>> Begin DOCUMENT SEGMENT

Anyway, while Dual Language Books can be worthwhile, one should consider that one can arrive at the same benefits, simply by finding books that are published in both languages. Then you have a much larger choice of books! It may take awhile, but one can bring up both Amazon.com and Amazon.fr or .de or whatever and keep digging until one finds a book published in both languages. Now, I have encountered problems with modern books where the titles are rendered so fancifully that it is not easily guessed, from one language to the next, whether one is looking at the same book (Harlan Corbin and Lee Child are published in many languages, but the Publishers make up the titles for how sexy they sound and not for their similarity in meaning to the English Title). But one can find Websites put together for or by the fans, and going to the discussion forums you can simply ask the question, what the French Title is for a certain English Title, giving them a list of possible choices, and some busy-bee of a person is always willing to research it out for you. Sometimes one gets lucky. “Echo Park” in English is “Echo Park” in French. With fine literature and well known books the Titles are very close to literal. “The Big Sleep” by Raymond Chandler is “Le Grand Sommeil” in French. “Wuthering Heights”is “Les Hauts de Hurle-Vent”. Oh, some translations are actually abridgments, without saying so. But every cheater copy I have ever had was worth having around. But, again, translations only go so far and you can count on doing a lot of the hard reading yourself.

>> End DOCUMENT SEGMENT

> **REQUIRED TASK A**
Reproduce the passage on finding books published in two languages, word for word.

>> Begin LISTED RECORDS

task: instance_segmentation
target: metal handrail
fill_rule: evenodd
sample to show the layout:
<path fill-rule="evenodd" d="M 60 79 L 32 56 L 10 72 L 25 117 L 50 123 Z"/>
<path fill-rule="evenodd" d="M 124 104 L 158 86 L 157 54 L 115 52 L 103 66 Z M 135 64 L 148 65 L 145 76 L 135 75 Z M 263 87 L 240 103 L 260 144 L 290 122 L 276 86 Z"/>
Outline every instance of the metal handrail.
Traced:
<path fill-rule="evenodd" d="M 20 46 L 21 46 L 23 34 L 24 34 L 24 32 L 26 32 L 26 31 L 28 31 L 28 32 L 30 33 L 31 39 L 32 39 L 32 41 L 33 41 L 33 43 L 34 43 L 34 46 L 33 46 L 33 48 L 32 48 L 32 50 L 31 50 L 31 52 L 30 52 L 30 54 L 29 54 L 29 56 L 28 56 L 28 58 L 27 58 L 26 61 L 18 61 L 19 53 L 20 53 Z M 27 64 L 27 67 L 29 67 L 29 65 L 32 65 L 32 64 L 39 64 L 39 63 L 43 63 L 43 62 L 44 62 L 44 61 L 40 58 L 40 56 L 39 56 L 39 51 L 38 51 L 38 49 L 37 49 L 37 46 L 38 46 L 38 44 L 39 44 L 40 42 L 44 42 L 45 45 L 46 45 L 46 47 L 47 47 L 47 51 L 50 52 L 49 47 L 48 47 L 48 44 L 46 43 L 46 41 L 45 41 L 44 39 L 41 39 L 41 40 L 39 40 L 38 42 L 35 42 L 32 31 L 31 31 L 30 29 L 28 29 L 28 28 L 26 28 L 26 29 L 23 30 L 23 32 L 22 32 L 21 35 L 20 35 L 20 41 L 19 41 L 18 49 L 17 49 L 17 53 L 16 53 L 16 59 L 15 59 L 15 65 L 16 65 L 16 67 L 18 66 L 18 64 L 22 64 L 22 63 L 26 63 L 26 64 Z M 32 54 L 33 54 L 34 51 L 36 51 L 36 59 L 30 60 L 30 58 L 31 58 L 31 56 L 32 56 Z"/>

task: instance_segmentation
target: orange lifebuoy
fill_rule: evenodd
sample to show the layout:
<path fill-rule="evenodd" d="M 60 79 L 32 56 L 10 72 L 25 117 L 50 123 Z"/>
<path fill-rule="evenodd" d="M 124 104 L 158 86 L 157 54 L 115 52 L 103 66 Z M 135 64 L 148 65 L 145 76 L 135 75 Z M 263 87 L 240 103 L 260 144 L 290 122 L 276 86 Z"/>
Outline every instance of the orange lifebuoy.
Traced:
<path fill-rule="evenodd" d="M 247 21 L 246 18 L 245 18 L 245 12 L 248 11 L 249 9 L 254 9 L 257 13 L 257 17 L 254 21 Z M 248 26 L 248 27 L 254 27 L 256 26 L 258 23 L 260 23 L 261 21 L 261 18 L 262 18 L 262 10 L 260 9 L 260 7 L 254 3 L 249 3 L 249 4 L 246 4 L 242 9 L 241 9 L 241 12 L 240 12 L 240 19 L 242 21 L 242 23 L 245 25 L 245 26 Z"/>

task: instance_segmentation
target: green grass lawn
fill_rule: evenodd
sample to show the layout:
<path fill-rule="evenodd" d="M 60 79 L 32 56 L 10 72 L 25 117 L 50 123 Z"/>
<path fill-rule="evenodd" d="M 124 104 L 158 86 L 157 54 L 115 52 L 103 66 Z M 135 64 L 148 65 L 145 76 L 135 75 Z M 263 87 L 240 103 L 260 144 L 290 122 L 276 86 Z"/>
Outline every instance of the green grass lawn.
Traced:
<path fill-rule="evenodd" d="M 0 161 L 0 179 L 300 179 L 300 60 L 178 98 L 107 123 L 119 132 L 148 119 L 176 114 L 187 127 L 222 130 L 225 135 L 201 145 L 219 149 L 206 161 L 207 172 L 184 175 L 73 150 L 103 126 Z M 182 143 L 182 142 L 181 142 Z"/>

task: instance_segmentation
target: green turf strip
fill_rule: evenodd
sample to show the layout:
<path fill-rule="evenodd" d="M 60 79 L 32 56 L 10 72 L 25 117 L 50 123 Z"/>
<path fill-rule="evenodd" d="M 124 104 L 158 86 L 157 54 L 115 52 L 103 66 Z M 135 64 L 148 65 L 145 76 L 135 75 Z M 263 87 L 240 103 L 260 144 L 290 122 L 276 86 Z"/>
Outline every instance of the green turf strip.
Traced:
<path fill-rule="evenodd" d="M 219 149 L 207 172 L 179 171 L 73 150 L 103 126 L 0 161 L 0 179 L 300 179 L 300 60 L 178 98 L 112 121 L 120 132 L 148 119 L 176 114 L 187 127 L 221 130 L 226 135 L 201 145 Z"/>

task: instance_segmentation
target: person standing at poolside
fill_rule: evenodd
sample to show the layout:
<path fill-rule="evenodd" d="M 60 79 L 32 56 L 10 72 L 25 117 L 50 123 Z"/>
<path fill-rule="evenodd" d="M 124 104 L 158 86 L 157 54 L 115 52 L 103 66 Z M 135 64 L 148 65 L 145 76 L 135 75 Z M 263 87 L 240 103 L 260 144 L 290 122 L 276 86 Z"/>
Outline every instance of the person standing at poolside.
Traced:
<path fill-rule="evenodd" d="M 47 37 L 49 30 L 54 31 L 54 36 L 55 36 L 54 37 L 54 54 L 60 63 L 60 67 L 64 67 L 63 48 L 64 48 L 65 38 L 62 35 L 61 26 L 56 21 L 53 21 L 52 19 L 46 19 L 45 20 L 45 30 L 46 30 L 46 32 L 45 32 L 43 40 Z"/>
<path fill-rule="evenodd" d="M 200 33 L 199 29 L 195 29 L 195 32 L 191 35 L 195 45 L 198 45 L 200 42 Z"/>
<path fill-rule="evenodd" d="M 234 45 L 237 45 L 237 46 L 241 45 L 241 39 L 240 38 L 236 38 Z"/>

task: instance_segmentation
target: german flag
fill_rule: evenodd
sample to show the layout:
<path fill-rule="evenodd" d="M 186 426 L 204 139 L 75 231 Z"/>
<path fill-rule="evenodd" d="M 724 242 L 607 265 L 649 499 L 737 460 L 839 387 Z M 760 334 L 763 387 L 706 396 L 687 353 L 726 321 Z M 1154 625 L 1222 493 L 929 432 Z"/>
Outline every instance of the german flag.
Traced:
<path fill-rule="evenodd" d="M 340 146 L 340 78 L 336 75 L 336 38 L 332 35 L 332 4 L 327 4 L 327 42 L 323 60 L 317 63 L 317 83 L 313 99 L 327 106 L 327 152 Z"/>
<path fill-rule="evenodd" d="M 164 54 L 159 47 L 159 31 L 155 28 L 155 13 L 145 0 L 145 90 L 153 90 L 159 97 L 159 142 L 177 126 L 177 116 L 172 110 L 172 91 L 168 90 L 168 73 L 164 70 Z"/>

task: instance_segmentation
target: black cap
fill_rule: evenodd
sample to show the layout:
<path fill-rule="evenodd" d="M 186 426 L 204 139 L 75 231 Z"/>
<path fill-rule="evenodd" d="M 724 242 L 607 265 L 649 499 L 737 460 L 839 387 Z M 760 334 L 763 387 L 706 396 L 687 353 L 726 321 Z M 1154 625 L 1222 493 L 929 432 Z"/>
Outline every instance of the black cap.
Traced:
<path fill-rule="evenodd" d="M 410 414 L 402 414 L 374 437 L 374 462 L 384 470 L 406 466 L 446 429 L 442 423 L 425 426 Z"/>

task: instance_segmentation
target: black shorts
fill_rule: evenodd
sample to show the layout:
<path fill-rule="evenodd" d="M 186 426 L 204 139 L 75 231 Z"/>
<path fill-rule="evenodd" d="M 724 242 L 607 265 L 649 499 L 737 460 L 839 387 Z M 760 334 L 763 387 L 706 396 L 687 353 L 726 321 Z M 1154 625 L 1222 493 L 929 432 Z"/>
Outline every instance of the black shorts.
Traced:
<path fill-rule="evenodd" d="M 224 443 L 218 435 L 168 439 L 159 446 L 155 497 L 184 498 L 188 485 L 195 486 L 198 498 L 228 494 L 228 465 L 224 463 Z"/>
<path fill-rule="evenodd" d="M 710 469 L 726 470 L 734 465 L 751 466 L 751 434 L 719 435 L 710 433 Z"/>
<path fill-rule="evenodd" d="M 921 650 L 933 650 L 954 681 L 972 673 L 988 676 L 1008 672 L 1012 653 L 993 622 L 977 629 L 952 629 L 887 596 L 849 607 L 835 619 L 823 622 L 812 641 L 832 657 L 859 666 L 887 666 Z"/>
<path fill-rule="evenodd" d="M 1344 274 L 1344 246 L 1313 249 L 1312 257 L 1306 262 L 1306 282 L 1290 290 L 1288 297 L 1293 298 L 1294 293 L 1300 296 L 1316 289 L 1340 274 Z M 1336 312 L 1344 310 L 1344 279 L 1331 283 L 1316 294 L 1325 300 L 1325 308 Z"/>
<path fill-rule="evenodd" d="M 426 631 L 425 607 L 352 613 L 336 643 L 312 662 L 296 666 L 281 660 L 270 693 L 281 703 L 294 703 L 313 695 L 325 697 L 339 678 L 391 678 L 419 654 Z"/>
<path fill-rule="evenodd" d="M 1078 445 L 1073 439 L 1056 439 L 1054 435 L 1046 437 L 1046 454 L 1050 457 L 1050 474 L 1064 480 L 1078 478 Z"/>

>> End LISTED RECORDS

> **REQUIRED TASK B**
Count the lines in the listing above that contain the string "grass", and reply with the number alone.

> **TASK RESULT A**
Anyway, while Dual Language Books can be worthwhile, one should consider that one can arrive at the same benefits, simply by finding books that are published in both languages. Then you have a much larger choice of books! It may take awhile, but one can bring up both Amazon.com and Amazon.fr or .de or whatever and keep digging until one finds a book published in both languages. Now, I have encountered problems with modern books where the titles are rendered so fancifully that it is not easily guessed, from one language to the next, whether one is looking at the same book (Harlan Corbin and Lee Child are published in many languages, but the Publishers make up the titles for how sexy they sound and not for their similarity in meaning to the English Title). But one can find Websites put together for or by the fans, and going to the discussion forums you can simply ask the question, what the French Title is for a certain English Title, giving them a list of possible choices, and some busy-bee of a person is always willing to research it out for you. Sometimes one gets lucky. “Echo Park” in English is “Echo Park” in French. With fine literature and well known books the Titles are very close to literal. “The Big Sleep” by Raymond Chandler is “Le Grand Sommeil” in French. “Wuthering Heights”is “Les Hauts de Hurle-Vent”. Oh, some translations are actually abridgments, without saying so. But every cheater copy I have ever had was worth having around. But, again, translations only go so far and you can count on doing a lot of the hard reading yourself.

> **TASK RESULT B**
2